**ABOUT THIS TASK:** Each entry is to be transcribed exactly, with nothing added or dropped.
---
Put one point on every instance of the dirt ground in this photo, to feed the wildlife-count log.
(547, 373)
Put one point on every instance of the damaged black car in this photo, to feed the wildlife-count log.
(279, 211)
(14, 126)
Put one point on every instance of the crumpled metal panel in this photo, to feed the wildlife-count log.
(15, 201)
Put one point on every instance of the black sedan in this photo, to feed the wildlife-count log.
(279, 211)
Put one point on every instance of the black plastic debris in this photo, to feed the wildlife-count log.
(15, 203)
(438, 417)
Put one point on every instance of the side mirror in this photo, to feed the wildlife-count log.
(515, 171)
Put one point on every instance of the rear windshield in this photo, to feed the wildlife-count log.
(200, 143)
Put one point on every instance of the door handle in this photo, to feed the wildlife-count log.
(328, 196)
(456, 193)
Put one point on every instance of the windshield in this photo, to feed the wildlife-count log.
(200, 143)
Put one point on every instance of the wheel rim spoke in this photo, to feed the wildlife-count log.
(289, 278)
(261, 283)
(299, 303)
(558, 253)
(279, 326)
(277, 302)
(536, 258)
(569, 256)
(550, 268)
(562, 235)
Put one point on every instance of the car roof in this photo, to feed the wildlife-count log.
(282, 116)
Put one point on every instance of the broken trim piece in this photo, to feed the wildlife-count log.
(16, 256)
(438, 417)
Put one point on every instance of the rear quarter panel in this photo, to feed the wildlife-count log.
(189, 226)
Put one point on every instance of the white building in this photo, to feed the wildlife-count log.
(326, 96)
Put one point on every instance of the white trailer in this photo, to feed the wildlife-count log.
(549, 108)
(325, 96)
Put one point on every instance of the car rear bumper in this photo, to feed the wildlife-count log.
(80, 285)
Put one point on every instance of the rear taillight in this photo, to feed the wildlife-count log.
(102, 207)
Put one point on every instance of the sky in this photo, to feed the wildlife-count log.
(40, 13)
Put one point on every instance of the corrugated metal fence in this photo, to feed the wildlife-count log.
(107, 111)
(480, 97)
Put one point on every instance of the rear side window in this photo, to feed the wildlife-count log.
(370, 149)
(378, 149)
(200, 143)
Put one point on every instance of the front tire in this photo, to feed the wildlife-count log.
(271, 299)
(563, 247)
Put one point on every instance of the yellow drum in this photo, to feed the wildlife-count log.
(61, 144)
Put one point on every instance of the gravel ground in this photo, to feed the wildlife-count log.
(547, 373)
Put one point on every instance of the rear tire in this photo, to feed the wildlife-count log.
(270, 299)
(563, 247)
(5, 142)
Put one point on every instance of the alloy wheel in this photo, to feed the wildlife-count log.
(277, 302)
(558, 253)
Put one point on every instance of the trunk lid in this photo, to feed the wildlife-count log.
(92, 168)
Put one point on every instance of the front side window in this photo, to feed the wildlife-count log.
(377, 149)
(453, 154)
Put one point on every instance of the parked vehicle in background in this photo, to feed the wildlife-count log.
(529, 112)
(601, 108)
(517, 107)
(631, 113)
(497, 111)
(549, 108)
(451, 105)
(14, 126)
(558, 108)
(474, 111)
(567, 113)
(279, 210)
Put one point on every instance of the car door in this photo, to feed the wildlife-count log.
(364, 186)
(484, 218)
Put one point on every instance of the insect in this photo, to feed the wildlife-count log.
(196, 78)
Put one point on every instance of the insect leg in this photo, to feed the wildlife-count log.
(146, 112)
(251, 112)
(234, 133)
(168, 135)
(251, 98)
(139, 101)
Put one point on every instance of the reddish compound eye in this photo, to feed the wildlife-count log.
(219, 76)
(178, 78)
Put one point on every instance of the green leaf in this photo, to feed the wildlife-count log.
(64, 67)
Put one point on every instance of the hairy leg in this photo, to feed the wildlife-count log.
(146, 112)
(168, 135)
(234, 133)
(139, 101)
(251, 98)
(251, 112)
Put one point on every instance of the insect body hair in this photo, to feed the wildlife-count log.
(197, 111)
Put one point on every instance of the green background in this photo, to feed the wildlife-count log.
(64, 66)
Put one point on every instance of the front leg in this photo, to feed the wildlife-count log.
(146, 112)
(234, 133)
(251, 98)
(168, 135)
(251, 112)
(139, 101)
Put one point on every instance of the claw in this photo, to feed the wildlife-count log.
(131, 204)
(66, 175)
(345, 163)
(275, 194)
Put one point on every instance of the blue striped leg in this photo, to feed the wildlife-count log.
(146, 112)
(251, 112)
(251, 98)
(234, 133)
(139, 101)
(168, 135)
---
**EXERCISE ANSWER:**
Put one point on every instance of the dirt ground in this photo, to feed the wildlife-count log.
(547, 373)
Put one point on every instance of the damaged black car in this photo, to feed the wildlife-count log.
(279, 211)
(14, 126)
Put one point on every instance of the crumpled metal panel in this photo, to feed the wildlife-count log.
(15, 201)
Put one point on every instance of the black sedan in this photo, to feed the wildlife-count log.
(279, 211)
Put one point on every instance of the black plastic debris in this photo, to feed the wildlife-count log.
(15, 203)
(438, 417)
Put one point on every instance of the side mirror in this photo, to feed the wildlife-count log.
(515, 171)
Put one point on every instance of the rear windshield in this photo, to feed the wildlife-count log.
(200, 143)
Put one point on every instance of the door handle in this photo, to feed the wildlife-count log.
(328, 196)
(456, 193)
Put one point on every instance of the windshield in this photo, to feed the wildlife-count log.
(200, 143)
Put one point on every instance of the wheel rim spoke in this photo, to feed the wildlife-count log.
(289, 278)
(261, 283)
(299, 303)
(558, 253)
(279, 326)
(277, 302)
(536, 258)
(569, 256)
(550, 268)
(562, 235)
Put one point on every instance of the car roof in this photo, to feed the wildlife-count log.
(282, 116)
Put one point on every instance of the broken trim piece in this photo, to feed the wildlife-count log.
(16, 256)
(438, 417)
Put one point on every instance of the rear quarter panel in this photo, to feed the wildlife-count log.
(189, 226)
Put one point on every instance of the white building in this photo, to feed the wildlife-count log.
(326, 96)
Put one point on every instance of the white trailer in this photo, to feed the wildlife-count log.
(549, 108)
(325, 96)
Put one point on every instance of the car rear bumper in this photo, to feed the wildlife-count log.
(80, 285)
Put one point on every instance of the rear taillight in this photo, to feed the wildlife-count log.
(102, 207)
Put one point on every instance of the sky in this photo, to feed the wildlife-count log.
(40, 13)
Put one point on every instance of the corrugated metal fence in this photo, to feed the wildlife-count log.
(107, 111)
(480, 97)
Put one point on every instance of the rear side window in this photo, to feed the wildlife-count log.
(370, 149)
(378, 149)
(200, 143)
Put one point on every instance of the front tire in this photo, to feed the wildlife-count log.
(271, 299)
(563, 247)
Put one point on every instance of the yellow drum in this photo, to feed the wildlife-count log.
(61, 144)
Put one point on every instance of the gravel ground in this photo, to feed the wildlife-count log.
(547, 373)
Put one point on every instance of the rear tire in this photo, to feed the wildlife-count log.
(270, 299)
(563, 247)
(5, 142)
Put one point on every instance of the alloy wheel in this photo, to feed the wildlife-count log.
(277, 302)
(558, 253)
Put one point on every instance of the trunk lid in this photo, to feed the wildlife-count log.
(92, 168)
Put one point on every instance of the front side window in this photo, to feed the wildlife-count log.
(377, 149)
(453, 154)
Put one point on every instance of the parked vehicle in background in this photo, to feed the wildlife-count log.
(529, 112)
(601, 108)
(517, 107)
(631, 113)
(497, 111)
(549, 108)
(451, 105)
(14, 126)
(558, 108)
(474, 111)
(567, 113)
(279, 210)
Put one point on every instance of the car door in this photo, to feed the wildlife-count log.
(364, 186)
(484, 218)
Put one point on every instance of the insect in this photo, to feed the wildlife-count log.
(196, 78)
Put one point on every instance of the insect leg in this photo, to feed the wildlife-count log.
(146, 112)
(251, 112)
(234, 133)
(168, 135)
(251, 98)
(139, 101)
Put one point on every instance of the reddish compound eye in this photo, to feed the wildlife-count log.
(219, 76)
(178, 78)
Put one point on every instance of the green leaf in this photo, to feed the wildlife-count log.
(64, 67)
Put one point on every instance of the hairy leg in this photo, to feed the wildlife-count log.
(146, 112)
(168, 135)
(234, 133)
(139, 101)
(251, 98)
(251, 112)
Put one point on every instance of the insect body hair in this photo, to feed the wildlife-count log.
(197, 111)
Put one point on every instance of the green background in this photo, to feed the wildlife-count log.
(64, 66)
Put one point on every instance of the front leg in this photo, to feed the wildlife-count log.
(146, 112)
(234, 133)
(251, 98)
(168, 135)
(251, 112)
(139, 101)
Put one point on every instance of the claw in this photo, to feed the wildlife-count log.
(131, 204)
(66, 175)
(345, 163)
(275, 194)
Put one point on every instance of the blue striped leg in this photo, to feed the wildlife-count log.
(146, 112)
(251, 112)
(251, 98)
(234, 133)
(139, 101)
(168, 135)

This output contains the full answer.